▶ Task objective: Would you retype every entry that follows without altering a word?

Referring expression data
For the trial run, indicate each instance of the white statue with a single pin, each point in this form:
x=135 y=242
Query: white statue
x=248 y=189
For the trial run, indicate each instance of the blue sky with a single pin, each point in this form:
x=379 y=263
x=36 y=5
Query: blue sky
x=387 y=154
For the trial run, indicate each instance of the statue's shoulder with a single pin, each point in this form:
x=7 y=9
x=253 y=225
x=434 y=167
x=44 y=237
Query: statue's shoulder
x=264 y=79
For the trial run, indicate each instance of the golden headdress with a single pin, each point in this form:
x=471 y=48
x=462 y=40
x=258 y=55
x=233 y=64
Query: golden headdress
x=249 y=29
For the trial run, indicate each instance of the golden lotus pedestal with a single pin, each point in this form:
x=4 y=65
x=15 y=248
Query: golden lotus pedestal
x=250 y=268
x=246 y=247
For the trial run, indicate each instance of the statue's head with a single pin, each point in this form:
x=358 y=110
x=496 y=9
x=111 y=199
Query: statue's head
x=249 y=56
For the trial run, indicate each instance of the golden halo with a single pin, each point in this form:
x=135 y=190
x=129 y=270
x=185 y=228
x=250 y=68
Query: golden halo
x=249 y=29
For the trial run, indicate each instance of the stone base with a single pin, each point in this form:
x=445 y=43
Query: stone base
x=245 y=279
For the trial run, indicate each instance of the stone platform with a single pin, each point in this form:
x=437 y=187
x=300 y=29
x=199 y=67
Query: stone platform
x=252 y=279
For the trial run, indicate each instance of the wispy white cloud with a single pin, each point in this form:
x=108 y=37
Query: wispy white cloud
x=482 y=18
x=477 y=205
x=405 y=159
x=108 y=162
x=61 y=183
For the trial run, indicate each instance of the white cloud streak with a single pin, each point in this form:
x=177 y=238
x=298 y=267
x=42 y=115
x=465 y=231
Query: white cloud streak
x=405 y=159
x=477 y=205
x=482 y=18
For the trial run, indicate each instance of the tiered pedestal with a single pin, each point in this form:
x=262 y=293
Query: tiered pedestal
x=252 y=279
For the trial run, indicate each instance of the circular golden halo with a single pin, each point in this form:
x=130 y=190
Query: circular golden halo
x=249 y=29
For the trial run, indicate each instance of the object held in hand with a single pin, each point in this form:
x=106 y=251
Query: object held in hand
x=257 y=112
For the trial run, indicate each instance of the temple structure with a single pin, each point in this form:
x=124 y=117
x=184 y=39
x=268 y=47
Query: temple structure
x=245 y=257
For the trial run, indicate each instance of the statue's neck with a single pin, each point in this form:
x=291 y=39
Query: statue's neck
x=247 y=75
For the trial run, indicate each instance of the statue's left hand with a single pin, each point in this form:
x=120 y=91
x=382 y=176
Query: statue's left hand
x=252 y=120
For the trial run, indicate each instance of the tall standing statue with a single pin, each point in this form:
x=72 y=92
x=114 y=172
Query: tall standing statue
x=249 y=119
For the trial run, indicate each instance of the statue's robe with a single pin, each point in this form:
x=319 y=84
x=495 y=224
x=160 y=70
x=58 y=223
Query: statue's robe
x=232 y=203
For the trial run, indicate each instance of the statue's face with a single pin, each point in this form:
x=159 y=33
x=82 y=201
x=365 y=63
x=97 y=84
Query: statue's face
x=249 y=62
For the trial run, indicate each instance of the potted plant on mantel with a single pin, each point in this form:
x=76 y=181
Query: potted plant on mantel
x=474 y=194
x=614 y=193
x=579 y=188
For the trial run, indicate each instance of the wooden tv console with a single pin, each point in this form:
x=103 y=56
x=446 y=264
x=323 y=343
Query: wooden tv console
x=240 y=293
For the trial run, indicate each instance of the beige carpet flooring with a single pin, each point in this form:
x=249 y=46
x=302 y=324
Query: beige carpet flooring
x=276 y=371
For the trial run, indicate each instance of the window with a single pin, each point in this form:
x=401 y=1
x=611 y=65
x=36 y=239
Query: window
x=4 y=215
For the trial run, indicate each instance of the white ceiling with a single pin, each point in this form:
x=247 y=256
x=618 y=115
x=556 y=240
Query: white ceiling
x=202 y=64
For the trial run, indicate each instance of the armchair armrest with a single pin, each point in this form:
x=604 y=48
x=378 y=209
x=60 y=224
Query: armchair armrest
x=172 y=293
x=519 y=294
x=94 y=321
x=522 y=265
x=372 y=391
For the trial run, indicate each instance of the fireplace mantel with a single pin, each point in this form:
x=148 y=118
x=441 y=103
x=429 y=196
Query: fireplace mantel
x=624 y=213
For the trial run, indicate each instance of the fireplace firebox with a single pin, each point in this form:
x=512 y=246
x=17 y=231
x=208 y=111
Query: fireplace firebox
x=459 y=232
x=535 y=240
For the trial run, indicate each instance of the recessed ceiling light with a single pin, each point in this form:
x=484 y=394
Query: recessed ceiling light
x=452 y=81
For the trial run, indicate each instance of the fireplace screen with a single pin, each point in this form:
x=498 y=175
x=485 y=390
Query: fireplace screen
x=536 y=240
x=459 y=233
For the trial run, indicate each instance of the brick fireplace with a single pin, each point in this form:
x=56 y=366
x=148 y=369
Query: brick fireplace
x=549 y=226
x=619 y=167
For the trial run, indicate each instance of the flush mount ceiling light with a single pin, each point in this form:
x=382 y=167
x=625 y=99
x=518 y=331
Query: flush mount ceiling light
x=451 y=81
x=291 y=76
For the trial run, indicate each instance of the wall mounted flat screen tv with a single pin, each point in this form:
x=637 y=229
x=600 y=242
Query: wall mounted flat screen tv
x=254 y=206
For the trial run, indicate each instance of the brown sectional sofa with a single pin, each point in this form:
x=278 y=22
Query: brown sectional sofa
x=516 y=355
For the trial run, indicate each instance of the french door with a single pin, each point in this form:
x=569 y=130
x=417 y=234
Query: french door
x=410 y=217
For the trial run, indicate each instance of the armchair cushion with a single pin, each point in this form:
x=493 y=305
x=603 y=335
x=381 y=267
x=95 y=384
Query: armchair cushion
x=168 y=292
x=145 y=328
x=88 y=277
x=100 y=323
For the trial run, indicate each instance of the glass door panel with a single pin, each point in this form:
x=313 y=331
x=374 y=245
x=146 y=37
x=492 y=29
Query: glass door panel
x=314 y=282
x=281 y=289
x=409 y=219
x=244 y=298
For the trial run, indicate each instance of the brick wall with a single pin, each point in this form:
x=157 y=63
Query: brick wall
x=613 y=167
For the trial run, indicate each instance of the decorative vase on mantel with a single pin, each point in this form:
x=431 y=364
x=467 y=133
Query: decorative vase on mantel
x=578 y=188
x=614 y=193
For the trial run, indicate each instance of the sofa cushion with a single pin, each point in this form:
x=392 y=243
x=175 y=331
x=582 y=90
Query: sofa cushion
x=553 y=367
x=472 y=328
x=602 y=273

▶ Output for this exercise:
For the trial run, indicate each instance of the white statue with a single pin, each point in this form:
x=135 y=242
Query: white statue
x=248 y=189
For the trial run, indicate each instance of the blue sky with a single pin, each point in this form:
x=379 y=263
x=36 y=5
Query: blue sky
x=387 y=154
For the trial run, indicate each instance of the statue's shoulder with a single pin, each point in this form:
x=7 y=9
x=253 y=225
x=434 y=167
x=44 y=237
Query: statue's shoulder
x=264 y=79
For the trial run, indicate each instance of the golden headdress with a single pin, each point in this form:
x=471 y=48
x=462 y=40
x=258 y=55
x=233 y=64
Query: golden headdress
x=249 y=29
For the trial run, indicate each instance of the golden lotus pedestal with a single pin, each point in this form:
x=4 y=65
x=15 y=248
Query: golden lotus pedestal
x=250 y=268
x=246 y=247
For the trial run, indicate each instance of the statue's head with a single pin, each point in this form:
x=358 y=110
x=496 y=9
x=111 y=199
Query: statue's head
x=249 y=56
For the trial run, indicate each instance of the golden halo with a single pin, each point in this form:
x=135 y=190
x=129 y=270
x=185 y=228
x=250 y=68
Query: golden halo
x=249 y=29
For the trial run, indicate each instance of the stone base with a single pin, each point in this form:
x=445 y=43
Query: stone base
x=245 y=279
For the trial run, indicate each instance of the stone platform with a single pin, each point in this form:
x=437 y=187
x=300 y=29
x=199 y=67
Query: stone platform
x=252 y=279
For the trial run, indicate each instance of the wispy white cloud with a single pin, each point in this form:
x=108 y=37
Query: wispy white cloud
x=482 y=18
x=477 y=205
x=405 y=159
x=108 y=162
x=61 y=183
For the trial run, indicate each instance of the white cloud streak with a single pin, each point in this form:
x=177 y=238
x=298 y=267
x=42 y=115
x=465 y=231
Query: white cloud streak
x=405 y=159
x=477 y=205
x=482 y=18
For the trial run, indicate each instance of the tiered pedestal with a single pin, each point in this form:
x=262 y=293
Query: tiered pedestal
x=252 y=279
For the trial run, indicate each instance of the circular golden halo with a single pin, each point in this form:
x=130 y=190
Query: circular golden halo
x=249 y=29
For the trial run, indicate each instance of the object held in hand with a single pin, each point in this form:
x=106 y=251
Query: object held in hand
x=257 y=112
For the trial run, indicate each instance of the temple structure with a single pin, each point in this form:
x=124 y=117
x=184 y=39
x=268 y=47
Query: temple structure
x=245 y=257
For the trial run, indicate each instance of the statue's neck with a single pin, each point in this form:
x=291 y=39
Query: statue's neck
x=247 y=75
For the trial run, indicate each instance of the statue's left hand with a single pin, each point in this form:
x=120 y=91
x=382 y=176
Query: statue's left hand
x=252 y=120
For the trial run, indicate each instance of the tall standing statue with a single pin, each point in this form:
x=72 y=92
x=114 y=172
Query: tall standing statue
x=249 y=119
For the trial run, indicate each instance of the statue's robe with a single pin, each point in this form:
x=319 y=84
x=495 y=224
x=160 y=70
x=58 y=223
Query: statue's robe
x=232 y=203
For the trial run, indicate each instance of the statue's face with a single pin, each point in this form:
x=159 y=33
x=82 y=201
x=365 y=63
x=97 y=84
Query: statue's face
x=249 y=62
For the trial run, indicate each instance of the potted plant on mantel with a single pin, each point in this form:
x=76 y=181
Query: potted plant on mantel
x=474 y=194
x=614 y=193
x=579 y=188
For the trial run, indicate each instance of the wooden tv console with a single pin, each point in this form:
x=103 y=56
x=446 y=264
x=323 y=343
Query: wooden tv console
x=240 y=293
For the trial run, indicate each instance of the beige carpet flooring with a single pin, each point in this form:
x=249 y=46
x=302 y=324
Query: beige carpet flooring
x=276 y=371
For the trial run, indicate each instance of the window with a single pin, each point in this form:
x=401 y=1
x=611 y=65
x=36 y=239
Query: window
x=4 y=215
For the trial run, indicate each instance of the white ceiling with a single pin, each point in this form:
x=247 y=256
x=618 y=115
x=556 y=240
Query: white ceiling
x=202 y=64
For the trial run, indicate each instance of the armchair armrest with a single pin, each point in this form:
x=604 y=48
x=378 y=209
x=60 y=224
Query: armchair armrest
x=172 y=293
x=519 y=294
x=94 y=321
x=522 y=265
x=372 y=391
For the trial run, indicate each instance of the fireplace mantel with a single pin, each point in this form:
x=148 y=118
x=441 y=103
x=429 y=196
Query: fireplace mantel
x=624 y=213
For the trial run, indicate each instance of the fireplace firebox with a single pin, each point in this form:
x=512 y=246
x=17 y=231
x=208 y=111
Query: fireplace firebox
x=459 y=232
x=535 y=240
For the trial run, indicate each instance of the recessed ceiling light with a single pin, each point in this form:
x=484 y=394
Query: recessed ceiling light
x=452 y=81
For the trial run, indicate each instance of the fireplace screen with a single pin, each point in this form:
x=498 y=175
x=485 y=390
Query: fireplace screen
x=536 y=240
x=459 y=233
For the trial run, indicate each instance of the brick fireplace with a single pin, each point in this form:
x=56 y=366
x=148 y=369
Query: brick fireplace
x=549 y=226
x=619 y=167
For the trial run, indicate each instance of the flush mount ceiling light with a single pin, each point in this form:
x=382 y=167
x=625 y=99
x=518 y=331
Query: flush mount ceiling light
x=451 y=81
x=291 y=76
For the trial run, indicate each instance of the wall mounted flat screen tv with a single pin, each point in this form:
x=637 y=229
x=600 y=242
Query: wall mounted flat screen tv
x=254 y=206
For the trial run, indicate each instance of the brown sectional sofa with a single pin, each point in this form:
x=278 y=22
Query: brown sectional sofa
x=516 y=355
For the trial run, indicate each instance of the french door with a single pin, each point in this form:
x=569 y=130
x=417 y=234
Query: french door
x=410 y=217
For the trial run, indicate each instance of the armchair cushion with a single pin, each point in this form:
x=493 y=305
x=603 y=335
x=381 y=267
x=95 y=384
Query: armchair cushion
x=168 y=292
x=145 y=328
x=88 y=277
x=100 y=323
For the trial run, indicate each instance of the glass door panel with a single pin, each point in this form:
x=313 y=331
x=374 y=245
x=146 y=37
x=492 y=29
Query: glass door panel
x=314 y=282
x=281 y=289
x=409 y=219
x=244 y=298
For the trial run, indicate each instance of the brick wall with a single pin, each point in this form:
x=157 y=63
Query: brick wall
x=613 y=167
For the trial run, indicate each instance of the decorative vase on mantel with a single pin, each point in this form:
x=431 y=364
x=467 y=133
Query: decorative vase on mantel
x=578 y=188
x=614 y=193
For the trial run, indicate each instance of the sofa cushion with a single pin, each point in this form:
x=392 y=243
x=175 y=331
x=582 y=90
Query: sofa cushion
x=553 y=367
x=472 y=328
x=602 y=273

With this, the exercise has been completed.